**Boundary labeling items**
# # #

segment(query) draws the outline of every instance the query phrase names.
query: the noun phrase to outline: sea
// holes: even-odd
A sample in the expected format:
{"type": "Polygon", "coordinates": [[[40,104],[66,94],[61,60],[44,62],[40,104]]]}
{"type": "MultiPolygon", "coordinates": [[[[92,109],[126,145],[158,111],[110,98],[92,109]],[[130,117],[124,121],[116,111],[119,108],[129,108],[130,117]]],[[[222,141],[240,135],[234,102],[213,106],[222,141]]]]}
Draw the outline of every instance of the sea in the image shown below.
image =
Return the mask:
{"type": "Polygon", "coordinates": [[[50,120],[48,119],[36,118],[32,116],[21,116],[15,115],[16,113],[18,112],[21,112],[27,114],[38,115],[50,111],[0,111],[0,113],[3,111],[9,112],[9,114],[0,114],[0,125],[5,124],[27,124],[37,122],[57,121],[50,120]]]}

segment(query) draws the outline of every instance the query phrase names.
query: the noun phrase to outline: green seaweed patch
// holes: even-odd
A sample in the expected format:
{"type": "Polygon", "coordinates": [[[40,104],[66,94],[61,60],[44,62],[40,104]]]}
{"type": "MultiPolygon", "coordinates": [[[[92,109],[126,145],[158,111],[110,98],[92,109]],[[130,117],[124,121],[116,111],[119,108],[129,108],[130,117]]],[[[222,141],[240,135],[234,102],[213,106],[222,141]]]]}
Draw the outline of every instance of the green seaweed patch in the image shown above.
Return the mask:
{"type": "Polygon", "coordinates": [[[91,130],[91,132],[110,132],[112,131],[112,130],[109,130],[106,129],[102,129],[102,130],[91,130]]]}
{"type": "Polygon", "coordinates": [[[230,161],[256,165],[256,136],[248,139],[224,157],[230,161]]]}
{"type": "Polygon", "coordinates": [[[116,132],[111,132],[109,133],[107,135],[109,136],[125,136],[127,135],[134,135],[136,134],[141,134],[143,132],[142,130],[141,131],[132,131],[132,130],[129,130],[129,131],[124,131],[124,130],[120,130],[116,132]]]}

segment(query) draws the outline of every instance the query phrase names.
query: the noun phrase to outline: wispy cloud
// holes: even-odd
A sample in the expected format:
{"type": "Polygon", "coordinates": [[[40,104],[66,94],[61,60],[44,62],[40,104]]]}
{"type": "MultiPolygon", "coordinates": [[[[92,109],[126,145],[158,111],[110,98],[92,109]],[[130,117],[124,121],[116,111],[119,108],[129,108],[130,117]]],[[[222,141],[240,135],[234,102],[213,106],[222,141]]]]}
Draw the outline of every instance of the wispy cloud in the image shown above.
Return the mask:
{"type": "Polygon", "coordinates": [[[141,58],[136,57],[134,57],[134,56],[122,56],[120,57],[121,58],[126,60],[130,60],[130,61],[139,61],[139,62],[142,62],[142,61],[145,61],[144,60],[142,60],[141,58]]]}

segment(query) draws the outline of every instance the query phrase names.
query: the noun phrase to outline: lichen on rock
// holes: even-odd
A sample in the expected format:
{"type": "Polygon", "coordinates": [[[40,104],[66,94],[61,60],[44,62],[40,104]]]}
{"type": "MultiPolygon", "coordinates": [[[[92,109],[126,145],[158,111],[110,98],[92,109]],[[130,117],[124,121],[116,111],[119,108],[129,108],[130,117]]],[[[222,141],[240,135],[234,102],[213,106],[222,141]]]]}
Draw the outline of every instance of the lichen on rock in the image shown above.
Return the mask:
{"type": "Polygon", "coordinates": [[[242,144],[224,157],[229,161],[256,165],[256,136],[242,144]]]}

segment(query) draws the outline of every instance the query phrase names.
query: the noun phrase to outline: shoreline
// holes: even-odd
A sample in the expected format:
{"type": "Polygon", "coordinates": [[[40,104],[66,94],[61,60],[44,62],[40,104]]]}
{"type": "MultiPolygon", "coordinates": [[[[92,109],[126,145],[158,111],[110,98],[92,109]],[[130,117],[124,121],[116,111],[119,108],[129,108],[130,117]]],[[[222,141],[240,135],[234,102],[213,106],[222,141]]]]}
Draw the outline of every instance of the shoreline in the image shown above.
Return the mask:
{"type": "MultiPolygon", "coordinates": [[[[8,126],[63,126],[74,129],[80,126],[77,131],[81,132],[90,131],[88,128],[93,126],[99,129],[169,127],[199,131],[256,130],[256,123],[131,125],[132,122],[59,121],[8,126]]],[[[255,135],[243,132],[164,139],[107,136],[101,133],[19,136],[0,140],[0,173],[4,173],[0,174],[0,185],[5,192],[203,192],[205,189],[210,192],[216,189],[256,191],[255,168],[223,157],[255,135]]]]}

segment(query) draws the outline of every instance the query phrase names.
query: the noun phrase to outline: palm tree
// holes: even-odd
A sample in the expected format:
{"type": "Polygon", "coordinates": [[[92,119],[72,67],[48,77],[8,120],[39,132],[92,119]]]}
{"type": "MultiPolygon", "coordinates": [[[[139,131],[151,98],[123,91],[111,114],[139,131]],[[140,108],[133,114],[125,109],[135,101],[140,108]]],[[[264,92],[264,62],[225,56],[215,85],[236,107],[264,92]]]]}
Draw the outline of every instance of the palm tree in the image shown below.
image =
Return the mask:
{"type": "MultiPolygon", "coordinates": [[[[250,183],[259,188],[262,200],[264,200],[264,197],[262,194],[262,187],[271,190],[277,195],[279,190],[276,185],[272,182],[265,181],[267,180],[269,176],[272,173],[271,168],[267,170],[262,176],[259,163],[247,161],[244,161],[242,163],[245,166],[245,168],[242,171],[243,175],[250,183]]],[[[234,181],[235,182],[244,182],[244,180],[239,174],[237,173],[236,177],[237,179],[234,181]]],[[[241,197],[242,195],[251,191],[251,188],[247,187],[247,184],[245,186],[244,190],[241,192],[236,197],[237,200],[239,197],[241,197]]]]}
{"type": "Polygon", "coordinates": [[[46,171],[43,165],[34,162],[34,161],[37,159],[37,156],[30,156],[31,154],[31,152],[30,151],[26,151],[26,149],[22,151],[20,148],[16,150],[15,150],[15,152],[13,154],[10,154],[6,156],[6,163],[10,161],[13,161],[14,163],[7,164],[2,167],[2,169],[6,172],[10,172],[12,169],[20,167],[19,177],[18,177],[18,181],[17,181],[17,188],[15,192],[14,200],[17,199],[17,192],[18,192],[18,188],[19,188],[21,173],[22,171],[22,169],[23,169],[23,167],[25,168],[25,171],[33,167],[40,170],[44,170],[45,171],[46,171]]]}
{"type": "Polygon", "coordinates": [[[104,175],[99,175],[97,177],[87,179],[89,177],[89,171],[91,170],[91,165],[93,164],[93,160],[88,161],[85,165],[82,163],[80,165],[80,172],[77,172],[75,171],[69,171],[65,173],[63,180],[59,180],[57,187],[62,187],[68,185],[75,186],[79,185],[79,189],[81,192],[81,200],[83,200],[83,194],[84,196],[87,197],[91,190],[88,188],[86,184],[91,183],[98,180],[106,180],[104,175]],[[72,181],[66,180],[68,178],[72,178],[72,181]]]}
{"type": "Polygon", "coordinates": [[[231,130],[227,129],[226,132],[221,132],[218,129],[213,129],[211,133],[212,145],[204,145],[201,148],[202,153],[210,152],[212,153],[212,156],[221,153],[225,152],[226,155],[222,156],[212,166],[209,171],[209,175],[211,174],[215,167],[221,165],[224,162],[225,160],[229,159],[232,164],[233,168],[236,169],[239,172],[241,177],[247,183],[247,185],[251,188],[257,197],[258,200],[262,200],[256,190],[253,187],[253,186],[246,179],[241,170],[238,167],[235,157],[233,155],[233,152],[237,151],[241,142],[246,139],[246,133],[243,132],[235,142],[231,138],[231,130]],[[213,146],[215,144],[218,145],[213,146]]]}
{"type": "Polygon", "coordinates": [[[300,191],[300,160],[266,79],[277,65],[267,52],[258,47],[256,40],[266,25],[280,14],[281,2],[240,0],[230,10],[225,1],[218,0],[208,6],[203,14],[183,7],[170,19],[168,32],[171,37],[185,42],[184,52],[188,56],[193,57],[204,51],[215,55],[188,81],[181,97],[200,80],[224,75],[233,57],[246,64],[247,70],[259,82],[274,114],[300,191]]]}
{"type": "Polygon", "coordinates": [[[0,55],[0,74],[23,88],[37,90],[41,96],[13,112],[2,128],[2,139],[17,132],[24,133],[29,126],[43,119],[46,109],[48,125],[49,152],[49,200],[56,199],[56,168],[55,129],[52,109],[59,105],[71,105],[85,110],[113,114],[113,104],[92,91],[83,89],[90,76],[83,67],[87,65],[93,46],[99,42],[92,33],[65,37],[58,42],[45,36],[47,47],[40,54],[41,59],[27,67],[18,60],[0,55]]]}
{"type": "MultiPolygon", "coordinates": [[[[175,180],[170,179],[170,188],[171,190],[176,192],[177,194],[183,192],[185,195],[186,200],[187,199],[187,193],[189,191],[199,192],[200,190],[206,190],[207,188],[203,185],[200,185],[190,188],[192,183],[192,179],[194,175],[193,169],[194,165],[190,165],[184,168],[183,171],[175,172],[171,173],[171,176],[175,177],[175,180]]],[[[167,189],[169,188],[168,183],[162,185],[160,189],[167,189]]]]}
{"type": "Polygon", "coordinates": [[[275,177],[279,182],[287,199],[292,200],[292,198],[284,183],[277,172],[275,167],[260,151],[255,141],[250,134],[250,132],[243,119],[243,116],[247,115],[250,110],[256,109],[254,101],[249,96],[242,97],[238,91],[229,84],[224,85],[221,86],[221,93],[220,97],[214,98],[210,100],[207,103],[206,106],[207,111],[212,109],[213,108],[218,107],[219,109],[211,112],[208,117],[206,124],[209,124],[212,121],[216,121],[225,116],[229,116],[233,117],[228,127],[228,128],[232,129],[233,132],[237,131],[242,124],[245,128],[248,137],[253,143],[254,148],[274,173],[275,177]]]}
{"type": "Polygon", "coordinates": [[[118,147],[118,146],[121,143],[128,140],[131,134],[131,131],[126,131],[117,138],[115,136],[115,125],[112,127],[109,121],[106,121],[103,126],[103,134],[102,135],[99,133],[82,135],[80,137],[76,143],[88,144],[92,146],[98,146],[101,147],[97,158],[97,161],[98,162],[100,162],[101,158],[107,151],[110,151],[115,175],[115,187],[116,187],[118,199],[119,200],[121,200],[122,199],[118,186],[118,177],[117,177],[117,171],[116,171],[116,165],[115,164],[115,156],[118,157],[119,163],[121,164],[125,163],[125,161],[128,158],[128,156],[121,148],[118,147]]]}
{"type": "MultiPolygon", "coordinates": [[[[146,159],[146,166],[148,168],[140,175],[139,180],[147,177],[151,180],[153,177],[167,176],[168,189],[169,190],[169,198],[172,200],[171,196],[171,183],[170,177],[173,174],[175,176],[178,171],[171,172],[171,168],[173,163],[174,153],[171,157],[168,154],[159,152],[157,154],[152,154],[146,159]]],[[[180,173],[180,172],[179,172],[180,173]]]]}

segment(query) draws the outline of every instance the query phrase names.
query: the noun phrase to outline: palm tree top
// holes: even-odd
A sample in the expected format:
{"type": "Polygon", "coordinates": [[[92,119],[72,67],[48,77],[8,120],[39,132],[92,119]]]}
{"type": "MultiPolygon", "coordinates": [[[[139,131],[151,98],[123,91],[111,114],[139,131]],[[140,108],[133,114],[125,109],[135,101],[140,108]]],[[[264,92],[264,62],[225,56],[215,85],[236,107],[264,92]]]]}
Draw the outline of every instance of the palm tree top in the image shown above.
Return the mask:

# # #

**Exercise brief**
Please count the lines in the listing above that contain the word "noun", with case counting, and reply with the number alone.

**Response to the exercise**
7